[Location identification items]
^^^^^^^^^^^^^^^^

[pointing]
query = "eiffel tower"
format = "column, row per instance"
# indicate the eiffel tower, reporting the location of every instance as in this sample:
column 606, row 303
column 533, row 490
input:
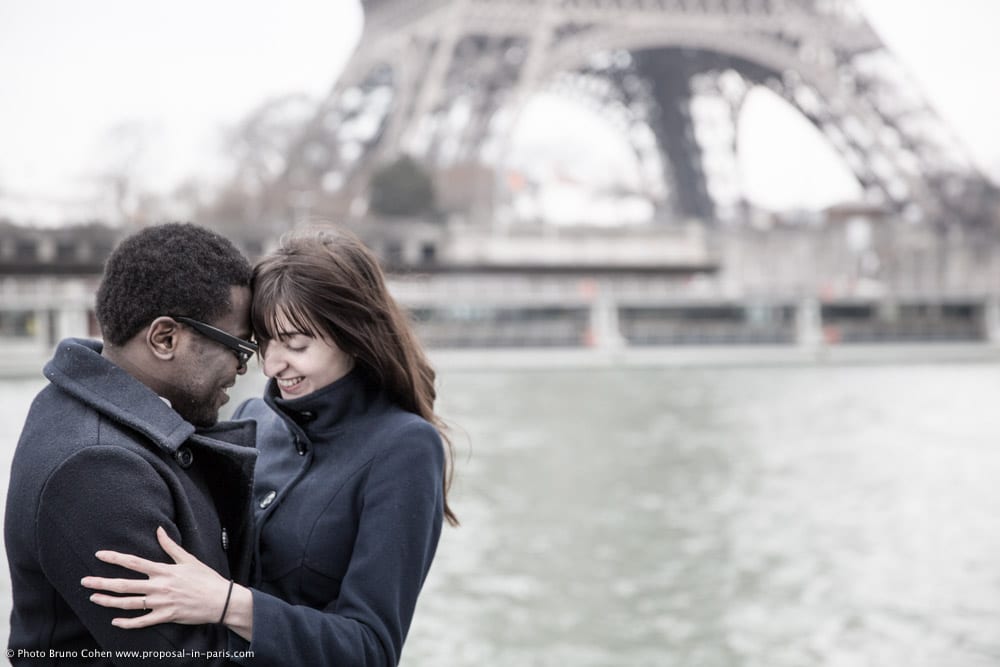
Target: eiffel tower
column 444, row 80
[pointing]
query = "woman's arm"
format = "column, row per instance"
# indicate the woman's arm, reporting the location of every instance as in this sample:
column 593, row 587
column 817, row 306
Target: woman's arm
column 187, row 592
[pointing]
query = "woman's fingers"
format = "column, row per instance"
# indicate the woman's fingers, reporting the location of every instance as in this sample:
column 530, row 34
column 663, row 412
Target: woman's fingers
column 116, row 585
column 129, row 562
column 119, row 602
column 144, row 621
column 174, row 550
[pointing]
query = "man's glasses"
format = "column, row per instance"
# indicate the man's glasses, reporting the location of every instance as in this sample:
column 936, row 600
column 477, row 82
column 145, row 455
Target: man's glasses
column 243, row 349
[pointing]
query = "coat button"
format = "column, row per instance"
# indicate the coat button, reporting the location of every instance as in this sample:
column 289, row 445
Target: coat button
column 267, row 499
column 184, row 457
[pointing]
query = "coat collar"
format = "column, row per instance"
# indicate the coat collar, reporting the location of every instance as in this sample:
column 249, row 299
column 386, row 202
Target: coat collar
column 79, row 370
column 327, row 408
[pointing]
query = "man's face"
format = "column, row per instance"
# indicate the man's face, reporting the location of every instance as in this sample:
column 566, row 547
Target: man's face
column 207, row 369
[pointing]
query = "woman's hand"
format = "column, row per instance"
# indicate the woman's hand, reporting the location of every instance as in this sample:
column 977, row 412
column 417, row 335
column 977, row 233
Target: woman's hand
column 187, row 592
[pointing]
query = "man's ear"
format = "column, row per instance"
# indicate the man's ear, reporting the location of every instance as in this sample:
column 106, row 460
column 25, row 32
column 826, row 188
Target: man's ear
column 162, row 338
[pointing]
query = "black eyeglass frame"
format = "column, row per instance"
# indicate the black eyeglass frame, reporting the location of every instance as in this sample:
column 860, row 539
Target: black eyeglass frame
column 243, row 349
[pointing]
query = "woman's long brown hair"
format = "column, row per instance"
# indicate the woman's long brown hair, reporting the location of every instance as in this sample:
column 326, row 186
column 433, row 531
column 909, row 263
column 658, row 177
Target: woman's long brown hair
column 325, row 278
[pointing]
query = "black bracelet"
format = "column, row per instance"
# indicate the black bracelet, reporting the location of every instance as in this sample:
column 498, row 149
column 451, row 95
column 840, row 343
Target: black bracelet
column 225, row 607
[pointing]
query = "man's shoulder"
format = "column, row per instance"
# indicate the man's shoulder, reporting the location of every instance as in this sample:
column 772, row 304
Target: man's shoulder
column 58, row 427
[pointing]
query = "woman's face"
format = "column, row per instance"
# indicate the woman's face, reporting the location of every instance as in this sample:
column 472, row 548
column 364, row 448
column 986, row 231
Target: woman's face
column 302, row 364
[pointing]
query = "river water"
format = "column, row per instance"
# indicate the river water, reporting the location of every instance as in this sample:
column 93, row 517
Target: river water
column 810, row 515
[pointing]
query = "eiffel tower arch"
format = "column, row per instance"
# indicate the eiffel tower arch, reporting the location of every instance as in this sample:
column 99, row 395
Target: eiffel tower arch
column 444, row 80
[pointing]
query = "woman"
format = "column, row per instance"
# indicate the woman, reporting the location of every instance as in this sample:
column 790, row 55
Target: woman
column 351, row 481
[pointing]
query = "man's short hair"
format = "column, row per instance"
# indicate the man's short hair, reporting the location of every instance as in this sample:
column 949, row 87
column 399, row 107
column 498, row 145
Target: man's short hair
column 170, row 269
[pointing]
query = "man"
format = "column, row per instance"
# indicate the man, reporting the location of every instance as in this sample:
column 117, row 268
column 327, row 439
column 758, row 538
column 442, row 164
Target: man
column 124, row 439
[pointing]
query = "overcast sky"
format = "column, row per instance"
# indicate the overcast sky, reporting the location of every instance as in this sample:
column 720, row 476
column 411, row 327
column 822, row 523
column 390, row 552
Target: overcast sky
column 181, row 72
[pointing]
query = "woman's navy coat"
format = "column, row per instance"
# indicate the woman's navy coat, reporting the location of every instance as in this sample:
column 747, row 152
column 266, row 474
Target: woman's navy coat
column 349, row 505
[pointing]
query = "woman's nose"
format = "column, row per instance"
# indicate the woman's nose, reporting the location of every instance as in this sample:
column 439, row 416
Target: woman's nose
column 272, row 361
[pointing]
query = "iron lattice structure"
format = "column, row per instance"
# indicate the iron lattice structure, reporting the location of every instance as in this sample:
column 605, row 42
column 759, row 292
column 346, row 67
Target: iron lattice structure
column 443, row 80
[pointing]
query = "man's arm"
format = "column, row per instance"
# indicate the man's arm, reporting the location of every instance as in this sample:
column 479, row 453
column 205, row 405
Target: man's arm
column 111, row 498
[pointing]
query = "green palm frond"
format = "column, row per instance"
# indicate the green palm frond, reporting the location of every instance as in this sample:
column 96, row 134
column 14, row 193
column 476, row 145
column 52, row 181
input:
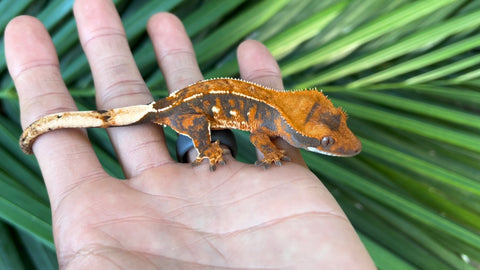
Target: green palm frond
column 407, row 73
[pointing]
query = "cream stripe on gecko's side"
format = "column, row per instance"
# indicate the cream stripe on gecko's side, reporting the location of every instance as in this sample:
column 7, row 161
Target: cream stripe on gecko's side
column 83, row 119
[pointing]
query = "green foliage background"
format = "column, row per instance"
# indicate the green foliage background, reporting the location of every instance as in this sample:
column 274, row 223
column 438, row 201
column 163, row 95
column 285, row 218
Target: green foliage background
column 407, row 72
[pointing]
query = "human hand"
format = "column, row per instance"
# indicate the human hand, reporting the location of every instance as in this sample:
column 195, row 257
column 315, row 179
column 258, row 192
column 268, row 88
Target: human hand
column 166, row 214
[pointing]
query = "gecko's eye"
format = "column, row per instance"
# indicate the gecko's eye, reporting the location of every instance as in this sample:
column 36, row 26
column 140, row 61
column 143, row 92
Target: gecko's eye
column 327, row 141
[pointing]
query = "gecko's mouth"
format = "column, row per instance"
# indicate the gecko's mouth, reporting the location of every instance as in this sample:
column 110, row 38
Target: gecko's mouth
column 340, row 153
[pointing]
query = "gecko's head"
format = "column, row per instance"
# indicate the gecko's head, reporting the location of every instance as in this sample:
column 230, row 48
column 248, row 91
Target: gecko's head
column 324, row 129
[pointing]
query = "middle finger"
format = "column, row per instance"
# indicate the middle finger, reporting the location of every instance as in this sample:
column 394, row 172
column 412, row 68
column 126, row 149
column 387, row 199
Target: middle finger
column 118, row 83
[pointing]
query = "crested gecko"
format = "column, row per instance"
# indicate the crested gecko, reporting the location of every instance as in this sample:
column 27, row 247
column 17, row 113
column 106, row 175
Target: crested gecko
column 304, row 118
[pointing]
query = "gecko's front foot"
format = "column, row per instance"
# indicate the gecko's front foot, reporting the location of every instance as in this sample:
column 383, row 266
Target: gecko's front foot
column 214, row 154
column 275, row 157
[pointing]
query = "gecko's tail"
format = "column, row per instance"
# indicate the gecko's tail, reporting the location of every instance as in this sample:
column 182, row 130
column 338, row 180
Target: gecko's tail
column 83, row 119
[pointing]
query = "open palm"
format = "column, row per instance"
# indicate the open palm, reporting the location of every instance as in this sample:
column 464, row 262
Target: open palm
column 167, row 215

^^^^^^^^^^^^^^^^

Exercise directions ->
Repeat the records in full, exactly as they appear, without the pictures.

Expected output ->
[pointing]
query = "eiffel tower"
format = "column, row per instance"
# indicate the eiffel tower, reporting the location of every instance as in this sample:
column 606, row 303
column 533, row 490
input:
Target: eiffel tower
column 444, row 80
[pointing]
query = "woman's arm"
format = "column, row per instance"
# indicate the woman's arm, reporting the location of every instance as in this sample:
column 593, row 587
column 817, row 306
Target: woman's arm
column 187, row 592
[pointing]
query = "woman's fingers"
format = "column, row per instance"
# indicate the woman's fingers, reporting the location of every instance as in this sample:
column 530, row 34
column 663, row 412
Target: woman's fingers
column 116, row 585
column 129, row 562
column 119, row 602
column 144, row 621
column 174, row 550
[pointing]
query = "man's glasses"
format = "column, row per instance"
# indicate the man's glasses, reporting the location of every instance as in this sample:
column 936, row 600
column 477, row 82
column 145, row 455
Target: man's glasses
column 243, row 349
[pointing]
query = "coat button"
format = "column, row per instance"
# indicate the coat button, reporting the location of every instance as in this sample:
column 289, row 445
Target: coat button
column 267, row 499
column 184, row 457
[pointing]
query = "coat collar"
format = "column, row per instance"
# indicate the coat collar, reporting the location of every instance as in this sample:
column 249, row 299
column 386, row 202
Target: coat collar
column 79, row 370
column 327, row 408
[pointing]
query = "man's face"
format = "column, row per instance"
# indicate the man's face, reporting the location of every instance as in this sample:
column 566, row 547
Target: man's face
column 207, row 369
[pointing]
query = "woman's hand"
format = "column, row per instance"
# indicate the woman's hand, reporting the location of every instance as in this sample:
column 977, row 412
column 417, row 335
column 977, row 233
Target: woman's hand
column 187, row 592
[pointing]
query = "man's ear"
format = "column, row per instance"
# indicate the man's ear, reporting the location of every instance as in this sample:
column 106, row 460
column 25, row 32
column 826, row 188
Target: man's ear
column 162, row 338
[pointing]
query = "black eyeglass frame"
format = "column, row per instance"
# indicate the black eyeglass frame, reporting the location of every instance as in this sample:
column 860, row 539
Target: black eyeglass frame
column 243, row 349
[pointing]
query = "woman's long brown hair"
format = "column, row per instance"
# indicate the woman's long brown hair, reporting the location of every instance as in this sample:
column 326, row 186
column 433, row 531
column 909, row 263
column 658, row 177
Target: woman's long brown hair
column 325, row 278
[pointing]
query = "black bracelet"
format = "column, row per instance"
# indicate the black bracelet, reporting the location of every instance as in this sample:
column 498, row 149
column 451, row 95
column 840, row 343
Target: black bracelet
column 225, row 607
[pointing]
query = "man's shoulder"
format = "column, row per instance"
# indicate the man's shoulder, reporting the location of every instance as in this sample:
column 772, row 304
Target: man's shoulder
column 58, row 427
[pointing]
query = "woman's face"
format = "column, row per instance"
# indicate the woman's face, reporting the location of every instance as in this sample:
column 472, row 548
column 364, row 448
column 986, row 231
Target: woman's face
column 302, row 364
[pointing]
query = "river water"
format = "column, row per instance"
# indicate the river water, reporting the location of every instance as in this sample:
column 93, row 517
Target: river water
column 810, row 515
[pointing]
query = "eiffel tower arch"
format = "column, row per instance"
# indicate the eiffel tower arch, reporting the location of every instance as in this sample:
column 99, row 395
Target: eiffel tower arch
column 444, row 80
[pointing]
query = "woman"
format = "column, row per instance"
# indicate the woman, reporting the location of every instance as in this sample:
column 790, row 55
Target: woman
column 351, row 481
[pointing]
query = "man's short hair"
format = "column, row per instance"
# indicate the man's short hair, reporting the location of every instance as in this sample:
column 949, row 87
column 399, row 107
column 498, row 145
Target: man's short hair
column 170, row 269
[pointing]
query = "man"
format = "column, row per instance"
# indicate the man, reporting the location of every instance as in this sample:
column 117, row 268
column 327, row 439
column 758, row 538
column 442, row 164
Target: man
column 124, row 439
[pointing]
query = "overcast sky"
format = "column, row per instance"
# indicate the overcast sky, reporting the location of every instance as in this sample:
column 720, row 476
column 411, row 327
column 822, row 523
column 390, row 552
Target: overcast sky
column 181, row 72
[pointing]
query = "woman's navy coat"
format = "column, row per instance"
# indicate the woman's navy coat, reporting the location of every instance as in this sample:
column 747, row 152
column 266, row 474
Target: woman's navy coat
column 349, row 505
[pointing]
query = "woman's nose"
format = "column, row per instance"
# indicate the woman's nose, reporting the location of every instance as in this sample:
column 439, row 416
Target: woman's nose
column 272, row 361
[pointing]
query = "iron lattice structure"
format = "column, row per instance"
# indicate the iron lattice structure, reporting the location of every instance as in this sample:
column 605, row 42
column 759, row 292
column 346, row 67
Target: iron lattice structure
column 443, row 80
[pointing]
query = "man's arm"
format = "column, row per instance"
# indicate the man's arm, reporting the location of every instance as in this sample:
column 479, row 453
column 205, row 405
Target: man's arm
column 111, row 498
[pointing]
query = "green palm frond"
format = "column, row per instance"
# indicate the green palm frond, reporting the location of every instance as in this sample:
column 96, row 134
column 14, row 193
column 476, row 145
column 52, row 181
input:
Target: green palm frond
column 407, row 73
[pointing]
query = "cream stripe on gecko's side"
format = "column, row per instance"
# indicate the cream stripe on gecko's side, reporting the location of every instance as in this sample:
column 7, row 161
Target: cream stripe on gecko's side
column 83, row 119
[pointing]
query = "green foliage background"
format = "column, row per instance"
# indicate the green foliage background, reporting the location of every instance as in this sample:
column 274, row 223
column 438, row 201
column 163, row 95
column 285, row 218
Target: green foliage background
column 407, row 72
[pointing]
query = "human hand"
format = "column, row per instance"
# indicate the human hand, reporting the location of every instance as in this sample:
column 195, row 257
column 315, row 179
column 258, row 192
column 268, row 88
Target: human hand
column 166, row 214
[pointing]
query = "gecko's eye"
format = "column, row per instance"
# indicate the gecko's eye, reporting the location of every instance as in this sample:
column 36, row 26
column 140, row 61
column 143, row 92
Target: gecko's eye
column 327, row 141
[pointing]
query = "gecko's mouth"
format = "column, row per instance"
# indicate the gecko's mouth, reporting the location of every instance as in this sample:
column 110, row 38
Target: gecko's mouth
column 340, row 153
[pointing]
query = "gecko's head"
format = "column, row per instance"
# indicate the gecko's head, reporting the location of every instance as in this sample:
column 230, row 48
column 248, row 91
Target: gecko's head
column 324, row 129
[pointing]
query = "middle finger"
format = "column, row per instance"
# indicate the middle finger, reporting the location of every instance as in this sample:
column 394, row 172
column 412, row 68
column 126, row 149
column 387, row 199
Target: middle finger
column 118, row 83
[pointing]
query = "crested gecko"
format = "column, row per instance"
# indicate the crested gecko, reporting the location of every instance as in this sample:
column 27, row 247
column 17, row 113
column 106, row 175
Target: crested gecko
column 304, row 118
[pointing]
query = "gecko's front foot"
format = "column, row per instance"
# indicate the gecko's front foot, reporting the location of every instance as in this sample:
column 383, row 266
Target: gecko's front foot
column 214, row 154
column 275, row 157
[pointing]
query = "gecko's tail"
format = "column, row per instance"
# indicate the gecko's tail, reporting the location of every instance as in this sample:
column 182, row 130
column 338, row 180
Target: gecko's tail
column 83, row 119
[pointing]
query = "open palm"
format = "column, row per instance"
# indicate the open palm, reporting the location of every instance as in this sample:
column 464, row 262
Target: open palm
column 167, row 215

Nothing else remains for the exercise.